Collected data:
• • • • • • •
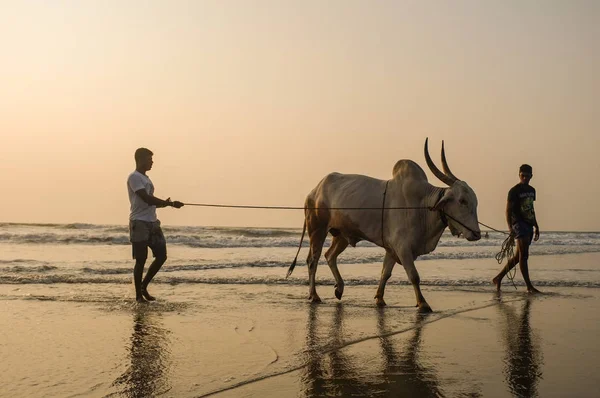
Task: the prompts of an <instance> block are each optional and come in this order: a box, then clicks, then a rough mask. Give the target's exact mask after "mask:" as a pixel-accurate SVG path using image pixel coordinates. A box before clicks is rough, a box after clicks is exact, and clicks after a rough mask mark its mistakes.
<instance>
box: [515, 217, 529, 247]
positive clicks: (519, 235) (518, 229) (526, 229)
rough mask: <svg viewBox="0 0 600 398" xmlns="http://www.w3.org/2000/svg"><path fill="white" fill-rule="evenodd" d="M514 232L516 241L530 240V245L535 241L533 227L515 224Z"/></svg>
mask: <svg viewBox="0 0 600 398" xmlns="http://www.w3.org/2000/svg"><path fill="white" fill-rule="evenodd" d="M512 230H513V233H514V234H515V239H529V243H531V240H532V239H533V225H531V224H527V223H526V222H523V221H518V222H516V223H514V224H513V227H512Z"/></svg>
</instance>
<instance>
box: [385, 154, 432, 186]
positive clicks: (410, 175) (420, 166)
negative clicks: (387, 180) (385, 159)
mask: <svg viewBox="0 0 600 398" xmlns="http://www.w3.org/2000/svg"><path fill="white" fill-rule="evenodd" d="M392 176H393V177H394V179H395V180H398V179H405V178H411V179H415V180H424V181H427V175H426V174H425V172H424V171H423V169H422V168H421V166H419V165H418V164H416V163H415V162H413V161H412V160H408V159H402V160H399V161H398V162H396V164H395V165H394V169H393V170H392Z"/></svg>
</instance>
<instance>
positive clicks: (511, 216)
mask: <svg viewBox="0 0 600 398" xmlns="http://www.w3.org/2000/svg"><path fill="white" fill-rule="evenodd" d="M534 200H535V188H533V187H532V186H531V185H525V184H517V185H515V186H514V187H512V188H511V190H510V191H508V202H509V206H510V209H511V210H510V219H511V222H512V223H513V224H514V223H516V222H519V221H522V222H526V223H527V224H529V225H535V212H534V210H533V201H534Z"/></svg>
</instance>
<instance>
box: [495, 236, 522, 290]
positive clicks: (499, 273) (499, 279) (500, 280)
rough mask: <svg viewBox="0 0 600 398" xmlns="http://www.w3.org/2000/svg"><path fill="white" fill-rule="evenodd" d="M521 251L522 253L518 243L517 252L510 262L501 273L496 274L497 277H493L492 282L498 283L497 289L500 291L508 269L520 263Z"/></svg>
mask: <svg viewBox="0 0 600 398" xmlns="http://www.w3.org/2000/svg"><path fill="white" fill-rule="evenodd" d="M520 253H521V251H520V250H519V246H518V245H517V252H516V253H515V255H514V256H513V257H512V258H511V259H509V260H508V262H507V263H506V265H505V266H504V267H503V268H502V270H501V271H500V273H499V274H498V275H496V277H495V278H494V279H492V283H494V285H496V291H498V292H499V291H500V287H501V286H502V279H504V277H505V276H506V274H508V271H510V270H511V269H513V268H514V267H515V266H516V265H517V264H518V263H519V261H520Z"/></svg>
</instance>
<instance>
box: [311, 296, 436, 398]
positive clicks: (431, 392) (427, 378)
mask: <svg viewBox="0 0 600 398" xmlns="http://www.w3.org/2000/svg"><path fill="white" fill-rule="evenodd" d="M328 309H329V308H324V307H319V306H311V308H310V310H309V313H308V322H307V327H306V331H307V336H306V344H307V356H308V361H307V366H306V367H304V371H303V373H302V383H303V385H304V389H305V390H304V394H305V396H307V397H326V396H340V397H350V396H371V397H375V396H401V397H403V396H406V397H431V396H443V394H442V391H441V388H440V382H439V381H438V378H437V372H436V370H435V368H433V367H432V366H428V365H425V364H423V363H421V361H420V359H419V354H420V350H421V337H422V328H423V326H424V324H423V323H422V319H421V316H420V315H418V314H413V316H414V328H409V330H407V331H406V333H412V336H411V337H410V338H409V339H407V340H405V343H404V344H403V345H400V346H399V345H397V344H395V343H396V342H399V341H402V339H398V340H394V339H392V337H393V335H395V334H397V333H395V332H394V331H392V330H390V329H388V327H387V325H386V324H387V318H388V317H389V316H393V317H395V316H397V314H391V313H386V311H383V310H381V309H374V311H377V312H378V314H377V330H378V333H379V336H380V337H379V341H380V347H381V352H382V356H381V358H382V360H383V362H382V366H383V367H382V369H381V374H378V373H375V372H373V369H372V368H371V366H372V363H370V362H369V361H371V360H369V361H367V362H369V363H370V364H365V360H364V358H361V357H358V356H353V355H352V354H351V353H349V349H348V348H349V347H347V345H348V341H347V340H346V339H345V335H346V333H345V325H344V324H345V319H344V313H345V311H344V306H343V304H341V303H338V304H337V306H336V308H335V310H334V313H333V314H330V312H328V311H327V310H328ZM322 315H328V316H329V315H330V316H331V317H332V320H331V322H330V323H329V322H328V321H329V319H323V316H322ZM321 324H325V325H327V324H329V326H328V330H325V331H323V330H322V328H319V325H321ZM359 344H361V343H359ZM359 352H360V351H359ZM362 367H364V369H362ZM378 392H380V394H378Z"/></svg>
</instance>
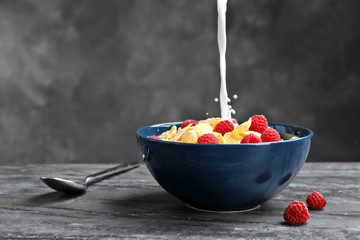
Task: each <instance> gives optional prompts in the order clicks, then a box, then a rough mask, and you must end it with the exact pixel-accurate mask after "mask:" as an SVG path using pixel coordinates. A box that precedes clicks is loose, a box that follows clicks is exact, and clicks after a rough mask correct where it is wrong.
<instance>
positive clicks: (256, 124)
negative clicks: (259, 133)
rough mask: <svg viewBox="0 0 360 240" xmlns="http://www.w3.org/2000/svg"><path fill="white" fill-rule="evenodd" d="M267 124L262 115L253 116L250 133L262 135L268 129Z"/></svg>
mask: <svg viewBox="0 0 360 240" xmlns="http://www.w3.org/2000/svg"><path fill="white" fill-rule="evenodd" d="M268 126H269V125H268V122H267V119H266V117H265V116H264V115H254V116H252V117H251V126H250V129H249V130H250V131H254V132H258V133H263V132H264V131H265V130H266V129H267V128H268Z"/></svg>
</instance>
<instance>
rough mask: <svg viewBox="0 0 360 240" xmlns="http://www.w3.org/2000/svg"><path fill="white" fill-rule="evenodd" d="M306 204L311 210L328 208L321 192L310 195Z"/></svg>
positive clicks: (325, 201) (323, 197)
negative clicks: (323, 208) (325, 206)
mask: <svg viewBox="0 0 360 240" xmlns="http://www.w3.org/2000/svg"><path fill="white" fill-rule="evenodd" d="M306 203H307V204H308V206H309V208H311V209H322V208H324V207H325V206H326V200H325V198H324V196H323V195H322V194H321V193H319V192H312V193H310V194H309V195H308V197H307V198H306Z"/></svg>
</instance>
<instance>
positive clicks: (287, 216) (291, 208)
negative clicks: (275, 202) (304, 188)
mask: <svg viewBox="0 0 360 240" xmlns="http://www.w3.org/2000/svg"><path fill="white" fill-rule="evenodd" d="M309 218H310V214H309V211H308V209H307V207H306V205H305V203H304V202H300V201H294V202H292V203H290V205H289V206H287V208H286V209H285V211H284V220H285V221H286V222H288V223H289V224H301V223H305V222H306V221H307V220H308V219H309Z"/></svg>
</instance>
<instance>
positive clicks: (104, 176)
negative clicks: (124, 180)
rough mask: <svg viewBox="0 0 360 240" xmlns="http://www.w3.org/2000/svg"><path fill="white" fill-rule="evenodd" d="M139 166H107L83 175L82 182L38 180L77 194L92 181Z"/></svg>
mask: <svg viewBox="0 0 360 240" xmlns="http://www.w3.org/2000/svg"><path fill="white" fill-rule="evenodd" d="M139 166H140V164H139V163H123V164H120V165H118V166H116V167H113V168H109V169H106V170H103V171H101V172H97V173H94V174H91V175H89V176H87V177H85V180H84V183H82V184H80V183H76V182H73V181H70V180H66V179H62V178H50V177H41V178H40V180H41V181H42V182H43V183H45V184H46V185H48V186H49V187H51V188H52V189H54V190H56V191H59V192H64V193H68V194H79V193H82V192H84V191H85V190H86V188H87V187H88V186H90V185H91V184H93V183H96V182H99V181H101V180H103V179H106V178H109V177H112V176H114V175H117V174H120V173H124V172H127V171H130V170H132V169H134V168H137V167H139Z"/></svg>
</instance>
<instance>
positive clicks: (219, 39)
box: [217, 0, 235, 120]
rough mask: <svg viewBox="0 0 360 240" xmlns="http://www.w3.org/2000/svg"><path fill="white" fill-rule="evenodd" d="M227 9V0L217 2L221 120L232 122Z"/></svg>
mask: <svg viewBox="0 0 360 240" xmlns="http://www.w3.org/2000/svg"><path fill="white" fill-rule="evenodd" d="M226 8H227V0H217V10H218V32H217V37H218V45H219V54H220V78H221V85H220V109H221V118H223V119H226V120H231V113H235V111H234V110H233V109H232V108H231V106H229V104H228V103H229V102H230V99H229V98H228V94H227V90H226V58H225V53H226Z"/></svg>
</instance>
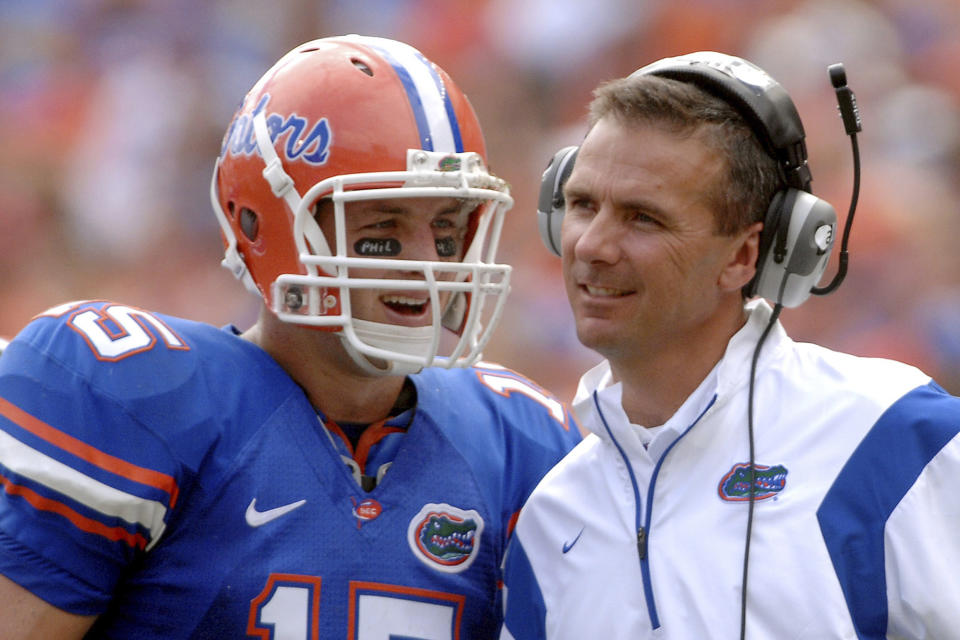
• • • • • • •
What you need to do: Retype exactly the lines of the data above that fall between the line with "positive clicks: (499, 273)" and the line with "box: [311, 296, 436, 398]", inclusive, and add nothing.

Output below:
positive clicks: (499, 273) (499, 279) (500, 280)
rough mask: <svg viewBox="0 0 600 398" xmlns="http://www.w3.org/2000/svg"><path fill="white" fill-rule="evenodd" d="M521 251L522 253L518 243L517 252L510 262L501 273L496 274L497 277H493L492 282L498 283L497 289L500 291L508 269L520 263Z"/></svg>
mask: <svg viewBox="0 0 600 398" xmlns="http://www.w3.org/2000/svg"><path fill="white" fill-rule="evenodd" d="M520 253H521V251H520V250H519V246H518V245H517V252H516V253H515V255H514V256H513V257H512V258H511V259H509V260H508V262H507V263H506V265H505V266H504V267H503V268H502V270H501V271H500V273H499V274H498V275H496V277H495V278H494V279H492V283H494V285H496V291H498V292H499V291H500V287H501V286H502V279H504V277H505V276H506V274H508V271H510V270H511V269H513V268H514V267H515V266H516V265H517V264H518V263H519V261H520Z"/></svg>
</instance>
<instance>
box: [311, 296, 436, 398]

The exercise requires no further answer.